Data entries
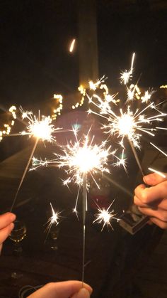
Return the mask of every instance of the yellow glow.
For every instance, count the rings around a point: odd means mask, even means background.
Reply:
[[[9,109],[8,109],[8,112],[10,112],[10,113],[11,113],[12,117],[13,118],[10,124],[3,124],[3,129],[0,130],[0,142],[2,140],[3,137],[2,135],[4,134],[10,134],[11,132],[11,126],[14,125],[15,121],[14,119],[16,119],[16,107],[14,105],[12,105]]]
[[[160,89],[166,89],[167,88],[167,85],[162,85],[161,86],[160,86]]]
[[[76,42],[76,40],[75,40],[75,38],[74,38],[73,41],[71,43],[70,47],[69,47],[69,52],[70,53],[72,53],[73,50],[74,50],[75,42]]]
[[[24,112],[21,109],[22,118],[28,119],[28,124],[25,131],[23,131],[22,135],[28,134],[30,137],[35,137],[42,141],[52,142],[54,137],[52,134],[57,130],[52,124],[52,119],[50,116],[42,116],[40,119],[40,111],[38,119],[32,112]]]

■ **YOUR TASK**: Copy all of the material above word for word, leaving out the pictures.

■ **OUTPUT FOR THIS TASK**:
Return the mask of every instance of the yellow glow.
For every instance, count the rings around a point: odd means mask, even means background.
Reply:
[[[9,109],[8,109],[8,112],[10,112],[10,113],[11,113],[12,117],[13,118],[10,124],[3,124],[3,129],[0,130],[0,142],[2,140],[3,137],[2,135],[4,134],[10,134],[11,132],[11,126],[14,125],[15,121],[14,119],[16,119],[16,107],[14,105],[12,105]]]
[[[160,89],[166,89],[167,88],[167,85],[162,85],[161,86],[160,86]]]
[[[76,42],[76,40],[75,40],[75,38],[74,38],[73,41],[71,43],[70,47],[69,47],[69,52],[70,53],[72,53],[73,50],[74,50],[75,42]]]
[[[24,112],[21,109],[22,118],[28,119],[28,124],[25,131],[23,131],[22,135],[28,134],[30,137],[35,137],[42,141],[52,142],[54,137],[52,134],[57,130],[52,124],[52,119],[50,116],[42,116],[40,119],[40,111],[38,119],[32,112]]]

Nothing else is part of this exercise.